### TASK PROMPT
Render every line of the material below as a numbered list, skipping blank lines and omitting the pictures.

[Stored data entries]
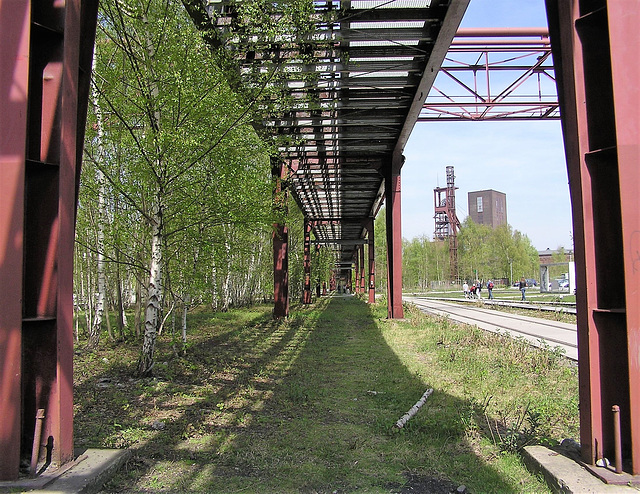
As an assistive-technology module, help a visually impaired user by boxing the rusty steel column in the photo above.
[353,245,360,293]
[302,218,311,304]
[271,158,289,319]
[546,0,640,475]
[385,155,404,319]
[0,0,98,480]
[0,1,31,480]
[607,0,640,475]
[367,218,376,304]
[358,244,366,293]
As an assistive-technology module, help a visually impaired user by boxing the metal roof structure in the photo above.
[188,0,468,266]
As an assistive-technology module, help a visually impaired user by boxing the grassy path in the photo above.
[76,297,577,493]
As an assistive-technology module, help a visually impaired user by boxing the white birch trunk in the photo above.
[222,234,231,312]
[138,13,164,376]
[182,295,191,355]
[138,206,163,376]
[87,58,107,349]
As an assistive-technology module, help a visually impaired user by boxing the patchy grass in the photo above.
[75,298,578,493]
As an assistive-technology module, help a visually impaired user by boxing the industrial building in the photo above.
[468,189,507,228]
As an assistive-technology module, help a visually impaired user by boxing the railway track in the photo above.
[403,297,578,360]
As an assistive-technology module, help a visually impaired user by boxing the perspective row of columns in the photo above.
[271,155,404,319]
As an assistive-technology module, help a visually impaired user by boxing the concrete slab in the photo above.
[0,449,131,494]
[523,446,640,494]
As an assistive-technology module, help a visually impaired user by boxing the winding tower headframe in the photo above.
[433,166,460,281]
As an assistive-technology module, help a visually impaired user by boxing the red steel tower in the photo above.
[433,166,460,281]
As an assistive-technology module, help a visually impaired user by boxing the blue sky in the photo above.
[402,0,572,250]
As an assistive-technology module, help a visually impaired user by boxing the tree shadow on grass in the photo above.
[76,297,544,493]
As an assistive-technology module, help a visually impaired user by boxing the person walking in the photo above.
[518,278,527,300]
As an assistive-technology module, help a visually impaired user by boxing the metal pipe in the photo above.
[611,405,622,473]
[29,408,44,477]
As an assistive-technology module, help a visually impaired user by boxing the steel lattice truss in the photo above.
[419,28,560,121]
[186,0,468,264]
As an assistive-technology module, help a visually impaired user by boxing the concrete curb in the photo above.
[0,449,131,494]
[522,446,639,494]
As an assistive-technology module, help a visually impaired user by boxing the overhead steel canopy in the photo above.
[185,0,469,263]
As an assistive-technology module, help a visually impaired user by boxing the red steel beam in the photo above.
[271,159,289,319]
[358,244,365,293]
[302,219,311,304]
[367,218,376,304]
[0,0,31,480]
[385,154,404,319]
[607,0,640,475]
[0,0,98,480]
[546,0,640,475]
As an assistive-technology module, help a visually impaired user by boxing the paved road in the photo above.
[402,297,578,360]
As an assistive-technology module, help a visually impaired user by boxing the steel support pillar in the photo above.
[358,244,365,293]
[367,218,376,304]
[0,0,98,480]
[302,219,311,304]
[546,0,640,475]
[385,155,404,319]
[271,158,289,319]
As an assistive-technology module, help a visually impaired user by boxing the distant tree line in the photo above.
[375,209,539,293]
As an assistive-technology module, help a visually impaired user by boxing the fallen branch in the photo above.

### THE RESULT
1. As an assistive-technology module, help a visually impaired user by boxing the rusty steel column in the photo above.
2. [353,245,360,293]
3. [302,218,311,304]
4. [271,158,289,319]
5. [546,0,640,475]
6. [385,155,404,319]
7. [0,0,98,480]
8. [0,1,31,480]
9. [607,0,640,475]
10. [367,218,376,304]
11. [358,244,366,293]
12. As an assistive-technology module, help a visually impaired user by boxing the metal roof structure in the photo above.
13. [188,0,468,266]
14. As an assistive-technology module, help a visually impaired user by boxing the grassy path in the photo above.
15. [76,297,577,493]
16. As an assistive-technology module, help a visually impaired user by boxing the white birch trunk in the photo above.
17. [222,234,231,312]
18. [138,13,164,376]
19. [182,295,191,355]
20. [138,206,163,376]
21. [87,58,107,349]
22. As an assistive-technology module, help a visually impaired user by boxing the patchy grass in the photo above.
23. [75,298,578,493]
24. As an assistive-technology module, help a visually impaired user by boxing the industrial building in the photo above.
25. [468,189,507,228]
26. As an assistive-technology module, help a visually impaired user by boxing the railway track in the photo above.
27. [403,297,578,360]
28. As an assistive-technology module, help a visually impaired user by boxing the perspective row of columns in the photo above.
29. [271,155,404,319]
30. As an assistive-technology module, help a visually impaired user by boxing the concrete slab in the photo above.
31. [0,449,131,494]
32. [523,446,640,494]
33. As an assistive-technology module, help a visually impaired user by boxing the winding tower headframe in the photo above.
34. [433,166,460,281]
35. As an assistive-technology module, help a visually impaired user by boxing the red steel tower in the photo above.
36. [433,166,460,281]
37. As an assistive-technology module, help a visually impaired user by boxing the blue sky in the photo above.
38. [402,0,572,250]
39. As an assistive-technology module, help a visually impaired user by boxing the tree shadow on grass in the photo above.
40. [76,297,544,493]
41. As an assistive-technology module, help a visually impaired user by boxing the person walking in the photo above.
42. [518,278,527,300]
43. As an assistive-technology module, help a visually impaired user by boxing the metal pipe in the photo above.
44. [611,405,622,473]
45. [29,408,44,477]
46. As an assistive-technology module, help a visually impaired user by boxing the steel lattice truss in the photo above.
47. [419,28,560,121]
48. [186,0,468,264]
49. As an assistive-technology module, help a visually impaired user by boxing the concrete curb in the photo above.
50. [0,449,131,494]
51. [522,446,639,494]
52. As an assistive-technology module, help a visually impaired user by boxing the overhead steel canopy in the photo above.
53. [185,0,469,263]
54. As an assistive-technology module, help a visually impaired user by boxing the red steel beam in the photo above.
55. [271,159,289,319]
56. [358,244,365,293]
57. [302,219,311,304]
58. [367,218,376,304]
59. [0,0,31,480]
60. [385,154,404,319]
61. [607,0,640,475]
62. [0,0,98,480]
63. [546,0,640,475]
64. As an assistive-technology module, help a visually impaired user by boxing the paved road in the photo above.
65. [402,297,578,360]
66. As an assistive-technology module, help a visually impaired user by boxing the steel support pillar in the photo above.
67. [358,244,365,293]
68. [367,218,376,304]
69. [0,0,98,480]
70. [302,219,311,304]
71. [546,0,640,475]
72. [385,155,404,319]
73. [271,158,289,319]
74. As an assistive-technology module, help a visually impaired user by boxing the distant tree line in the photo above.
75. [375,209,539,293]
76. As an assistive-technology module, help a visually impaired user by boxing the fallen branch in the photo above.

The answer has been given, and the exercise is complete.